#### Problem statement:
Some entries follow. Reproduce exactly the lines starting at the one with "Q: Place a marker on the umbrella canopy" and stopping after the one with "Q: Place a marker on the winter".

#### Dataset entries:

BEGIN

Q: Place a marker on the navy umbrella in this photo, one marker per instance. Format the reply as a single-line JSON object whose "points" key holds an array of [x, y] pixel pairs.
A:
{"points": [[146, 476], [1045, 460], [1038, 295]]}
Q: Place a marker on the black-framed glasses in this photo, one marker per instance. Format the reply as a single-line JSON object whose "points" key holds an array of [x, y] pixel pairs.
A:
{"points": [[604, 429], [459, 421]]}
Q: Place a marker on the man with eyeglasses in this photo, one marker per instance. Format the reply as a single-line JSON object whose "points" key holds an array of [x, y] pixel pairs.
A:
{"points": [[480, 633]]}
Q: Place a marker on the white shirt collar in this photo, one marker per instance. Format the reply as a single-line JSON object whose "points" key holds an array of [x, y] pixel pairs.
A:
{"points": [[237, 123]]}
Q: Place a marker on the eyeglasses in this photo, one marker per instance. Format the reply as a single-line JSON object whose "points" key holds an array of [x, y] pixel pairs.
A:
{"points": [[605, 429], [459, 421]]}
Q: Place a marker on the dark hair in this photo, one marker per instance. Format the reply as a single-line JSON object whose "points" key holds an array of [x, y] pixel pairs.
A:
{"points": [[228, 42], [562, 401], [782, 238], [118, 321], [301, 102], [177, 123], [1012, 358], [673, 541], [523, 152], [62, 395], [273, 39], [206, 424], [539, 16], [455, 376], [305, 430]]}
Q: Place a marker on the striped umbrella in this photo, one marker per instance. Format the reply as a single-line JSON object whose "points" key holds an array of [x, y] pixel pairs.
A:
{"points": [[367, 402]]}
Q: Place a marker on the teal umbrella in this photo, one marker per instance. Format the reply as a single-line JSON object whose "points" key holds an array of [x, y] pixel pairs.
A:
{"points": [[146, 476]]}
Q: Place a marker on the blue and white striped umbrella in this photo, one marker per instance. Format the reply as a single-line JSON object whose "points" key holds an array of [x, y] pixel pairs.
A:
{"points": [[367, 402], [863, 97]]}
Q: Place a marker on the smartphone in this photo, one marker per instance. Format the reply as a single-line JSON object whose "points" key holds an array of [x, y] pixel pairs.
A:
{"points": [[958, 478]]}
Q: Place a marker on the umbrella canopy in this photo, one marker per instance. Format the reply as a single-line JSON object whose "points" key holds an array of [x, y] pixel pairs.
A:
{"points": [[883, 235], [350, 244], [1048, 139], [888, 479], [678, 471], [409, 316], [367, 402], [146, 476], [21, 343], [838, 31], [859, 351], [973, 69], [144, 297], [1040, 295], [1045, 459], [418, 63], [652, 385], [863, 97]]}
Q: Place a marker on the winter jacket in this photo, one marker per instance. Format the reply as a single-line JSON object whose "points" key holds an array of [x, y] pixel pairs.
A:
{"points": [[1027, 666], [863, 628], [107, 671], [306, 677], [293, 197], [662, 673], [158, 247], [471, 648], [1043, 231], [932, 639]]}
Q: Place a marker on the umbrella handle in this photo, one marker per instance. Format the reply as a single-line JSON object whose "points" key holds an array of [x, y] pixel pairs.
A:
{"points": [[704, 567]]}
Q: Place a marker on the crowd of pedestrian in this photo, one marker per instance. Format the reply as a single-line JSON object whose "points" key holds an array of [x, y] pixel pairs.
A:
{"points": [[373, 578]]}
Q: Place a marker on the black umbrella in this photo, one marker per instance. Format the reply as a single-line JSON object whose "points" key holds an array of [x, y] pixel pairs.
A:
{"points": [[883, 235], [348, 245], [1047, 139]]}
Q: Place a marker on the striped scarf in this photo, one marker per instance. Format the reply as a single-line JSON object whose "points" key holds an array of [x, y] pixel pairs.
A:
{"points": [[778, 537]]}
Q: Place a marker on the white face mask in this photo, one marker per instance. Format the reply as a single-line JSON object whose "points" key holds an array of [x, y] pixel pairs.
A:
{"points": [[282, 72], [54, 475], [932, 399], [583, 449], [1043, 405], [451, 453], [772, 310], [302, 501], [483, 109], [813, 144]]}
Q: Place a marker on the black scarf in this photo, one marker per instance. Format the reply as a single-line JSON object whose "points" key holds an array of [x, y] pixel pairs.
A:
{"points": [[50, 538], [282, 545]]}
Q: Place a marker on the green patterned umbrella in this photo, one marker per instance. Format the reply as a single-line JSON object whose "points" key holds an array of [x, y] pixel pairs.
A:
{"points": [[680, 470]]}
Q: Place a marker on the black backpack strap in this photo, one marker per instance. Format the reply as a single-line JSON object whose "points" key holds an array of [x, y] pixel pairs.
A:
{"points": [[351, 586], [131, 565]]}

END

#### Written solution:
Q: Place a marker on the umbrella canopy in this photo, one marker per instance. Format the reply as a single-line JSON object whose "points" key holds an array of [x, y] pixel pairs.
A:
{"points": [[883, 235], [350, 244], [1048, 139], [888, 479], [678, 471], [409, 316], [367, 402], [146, 476], [21, 343], [838, 31], [859, 351], [973, 69], [144, 297], [1040, 295], [1045, 459], [418, 63], [652, 385], [863, 97]]}
Q: Place a marker on the winter jacket in this photo, one marker per instance. Format the reply as a single-line JSON object whose "points" key holds an array of [x, y] pixel pairs.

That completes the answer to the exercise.